> _The task_
Output exactly, please, the lines of the records below from the one containing "the rear side" through the final line.

> _Provided data_
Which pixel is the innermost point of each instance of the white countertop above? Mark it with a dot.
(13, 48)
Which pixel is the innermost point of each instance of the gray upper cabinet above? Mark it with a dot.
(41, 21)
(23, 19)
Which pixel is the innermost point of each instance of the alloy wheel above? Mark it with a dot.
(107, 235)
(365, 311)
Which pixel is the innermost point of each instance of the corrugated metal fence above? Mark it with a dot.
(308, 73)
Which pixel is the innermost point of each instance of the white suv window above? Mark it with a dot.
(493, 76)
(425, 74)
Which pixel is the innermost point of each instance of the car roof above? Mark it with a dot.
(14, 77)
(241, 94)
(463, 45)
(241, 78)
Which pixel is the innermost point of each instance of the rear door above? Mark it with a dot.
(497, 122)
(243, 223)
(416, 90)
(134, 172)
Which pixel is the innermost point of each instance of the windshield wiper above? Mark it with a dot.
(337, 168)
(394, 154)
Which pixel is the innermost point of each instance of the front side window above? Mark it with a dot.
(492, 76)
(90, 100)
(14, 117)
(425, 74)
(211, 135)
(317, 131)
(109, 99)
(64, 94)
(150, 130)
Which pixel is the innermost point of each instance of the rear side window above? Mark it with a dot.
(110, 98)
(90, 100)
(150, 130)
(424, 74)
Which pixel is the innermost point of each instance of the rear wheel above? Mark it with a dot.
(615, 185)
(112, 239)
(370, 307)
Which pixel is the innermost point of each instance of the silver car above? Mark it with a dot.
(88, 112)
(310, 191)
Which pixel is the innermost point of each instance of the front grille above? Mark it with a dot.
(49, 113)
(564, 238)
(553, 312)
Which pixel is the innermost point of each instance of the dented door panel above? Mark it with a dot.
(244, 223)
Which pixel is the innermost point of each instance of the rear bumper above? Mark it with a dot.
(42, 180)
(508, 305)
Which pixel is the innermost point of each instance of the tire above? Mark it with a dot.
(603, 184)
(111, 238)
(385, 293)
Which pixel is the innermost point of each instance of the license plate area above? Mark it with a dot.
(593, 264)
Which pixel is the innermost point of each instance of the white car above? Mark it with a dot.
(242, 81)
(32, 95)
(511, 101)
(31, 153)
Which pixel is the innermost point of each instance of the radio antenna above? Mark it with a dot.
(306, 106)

> _Exercise answer_
Which pixel is the innermost point of each instance of the rear side window above? Mark it with a dot.
(110, 98)
(90, 100)
(150, 130)
(424, 74)
Which pixel is the innermost point of each instance of the rear wheel above? Mark it with a dot.
(615, 185)
(112, 239)
(370, 307)
Which pixel is the innermost point of each instance of the silver car above? Mark it with a dot.
(88, 112)
(310, 191)
Which pixel is the innermost point of each instance of the front grille above? Mark it with a dot.
(49, 113)
(564, 238)
(553, 312)
Which pixel is the innermost point of each instance of the dented door panel above? Mark it with a dot.
(244, 223)
Which pixel is the innermost point of each instance of the rear bumper above? Mark it with a dot.
(42, 180)
(508, 305)
Which pixel is the innermost point of each instance of the tire above? Mark it with a dot.
(603, 184)
(111, 238)
(385, 293)
Which pixel is the innermost point of each instance of the license plate area above? Mark it with a dot.
(593, 264)
Which pixel is the innermost point of each instance of the white car above? Mark it with a dot.
(242, 81)
(32, 95)
(511, 101)
(31, 153)
Which pixel is the innermost point of each instance of the radio antenna above? Mark it with a dot.
(306, 106)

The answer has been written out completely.